→ **AIM OF THE TASK**
Reproduce the following records verbatim, from the first line to the last.

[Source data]
────────────────────────────────────────

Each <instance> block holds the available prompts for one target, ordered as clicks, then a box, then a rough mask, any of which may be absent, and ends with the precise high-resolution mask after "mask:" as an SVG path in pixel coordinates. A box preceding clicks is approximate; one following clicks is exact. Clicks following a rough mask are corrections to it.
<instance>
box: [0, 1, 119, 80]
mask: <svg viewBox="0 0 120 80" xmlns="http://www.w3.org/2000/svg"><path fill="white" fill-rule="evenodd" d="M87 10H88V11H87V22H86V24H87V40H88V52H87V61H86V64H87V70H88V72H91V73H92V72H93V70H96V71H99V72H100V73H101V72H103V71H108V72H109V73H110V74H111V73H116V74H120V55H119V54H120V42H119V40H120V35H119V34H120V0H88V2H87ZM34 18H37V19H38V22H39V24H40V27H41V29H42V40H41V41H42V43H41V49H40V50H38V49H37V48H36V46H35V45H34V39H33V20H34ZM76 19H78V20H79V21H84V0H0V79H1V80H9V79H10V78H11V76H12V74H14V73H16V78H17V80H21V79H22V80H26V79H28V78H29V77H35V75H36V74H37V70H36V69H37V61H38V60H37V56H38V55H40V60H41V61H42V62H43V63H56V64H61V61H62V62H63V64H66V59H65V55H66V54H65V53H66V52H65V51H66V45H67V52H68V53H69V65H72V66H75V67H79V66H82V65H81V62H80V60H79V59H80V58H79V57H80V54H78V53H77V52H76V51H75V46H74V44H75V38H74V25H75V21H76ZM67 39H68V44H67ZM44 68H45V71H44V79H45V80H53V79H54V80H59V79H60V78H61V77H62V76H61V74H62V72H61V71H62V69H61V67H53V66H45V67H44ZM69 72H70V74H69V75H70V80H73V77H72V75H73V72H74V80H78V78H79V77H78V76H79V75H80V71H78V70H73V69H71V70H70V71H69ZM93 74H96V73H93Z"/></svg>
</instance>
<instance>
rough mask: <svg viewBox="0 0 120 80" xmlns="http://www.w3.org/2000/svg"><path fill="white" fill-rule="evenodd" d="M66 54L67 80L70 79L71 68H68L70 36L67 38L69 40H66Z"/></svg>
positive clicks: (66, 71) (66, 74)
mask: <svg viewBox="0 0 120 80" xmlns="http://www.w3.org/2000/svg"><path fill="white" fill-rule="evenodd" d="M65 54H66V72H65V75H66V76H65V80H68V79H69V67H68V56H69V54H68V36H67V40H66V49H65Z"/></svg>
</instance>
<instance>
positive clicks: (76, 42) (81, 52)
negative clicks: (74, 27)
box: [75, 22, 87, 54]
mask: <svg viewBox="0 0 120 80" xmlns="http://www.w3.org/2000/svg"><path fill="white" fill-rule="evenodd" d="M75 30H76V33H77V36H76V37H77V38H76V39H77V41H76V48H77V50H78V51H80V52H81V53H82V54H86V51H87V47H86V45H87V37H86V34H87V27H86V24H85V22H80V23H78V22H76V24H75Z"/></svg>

────────────────────────────────────────

→ **EXERCISE RESPONSE**
Each <instance> block holds the available prompts for one target, ordered as clicks, then a box, then a rough mask, any of which may be absent, and ends with the precise high-resolution mask after "mask:" as an SVG path in pixel coordinates. A box preceding clicks is approximate; one following clicks is exact. Clicks following a rough mask are corrections to it.
<instance>
box: [0, 1, 119, 80]
mask: <svg viewBox="0 0 120 80" xmlns="http://www.w3.org/2000/svg"><path fill="white" fill-rule="evenodd" d="M87 10H88V11H87V22H86V24H87V40H88V52H87V61H86V64H87V70H88V72H91V73H92V72H93V70H96V71H99V72H100V73H101V72H103V71H108V72H109V73H110V74H111V73H116V74H120V55H119V54H120V42H119V40H120V35H119V34H120V0H88V2H87ZM34 18H37V19H38V22H39V24H40V27H41V29H42V40H41V41H42V43H41V49H40V50H38V49H37V48H36V46H35V45H34V39H33V20H34ZM76 19H78V20H79V21H84V0H0V79H1V80H9V79H10V78H11V76H12V74H14V73H16V78H17V80H21V79H22V80H26V79H28V78H29V77H35V75H36V74H37V70H36V69H37V61H38V60H37V56H38V55H40V60H41V61H42V62H43V63H56V64H61V61H62V62H63V64H66V59H65V55H66V54H65V53H66V52H65V51H66V45H67V52H68V53H69V65H72V66H75V67H79V66H82V65H81V62H80V60H79V59H80V58H79V57H80V54H78V53H77V52H76V51H75V46H74V44H75V38H74V25H75V21H76ZM67 39H68V44H67ZM44 68H45V71H44V79H45V80H53V79H54V80H59V79H60V78H61V77H62V76H61V74H62V72H61V71H62V69H61V67H53V66H45V67H44ZM69 72H70V74H69V75H70V80H73V77H72V75H73V72H74V80H78V78H79V77H78V76H79V75H80V71H78V70H73V69H71V70H70V71H69ZM93 74H96V73H93Z"/></svg>
</instance>
<instance>
rough mask: <svg viewBox="0 0 120 80" xmlns="http://www.w3.org/2000/svg"><path fill="white" fill-rule="evenodd" d="M66 54L67 80L70 79L71 68H68L70 36L67 38L69 40H66Z"/></svg>
positive clicks: (66, 71) (66, 74)
mask: <svg viewBox="0 0 120 80" xmlns="http://www.w3.org/2000/svg"><path fill="white" fill-rule="evenodd" d="M65 54H66V72H65V75H66V76H65V80H68V79H69V67H68V56H69V54H68V36H67V40H66V49H65Z"/></svg>
</instance>
<instance>
positive clicks: (76, 42) (81, 52)
negative clicks: (74, 27)
box: [75, 22, 87, 54]
mask: <svg viewBox="0 0 120 80" xmlns="http://www.w3.org/2000/svg"><path fill="white" fill-rule="evenodd" d="M75 30H76V33H77V36H76V37H77V38H76V39H77V41H76V48H77V50H78V51H80V52H81V53H82V54H86V51H87V47H86V45H87V37H86V34H87V27H86V24H85V22H80V23H78V22H76V24H75Z"/></svg>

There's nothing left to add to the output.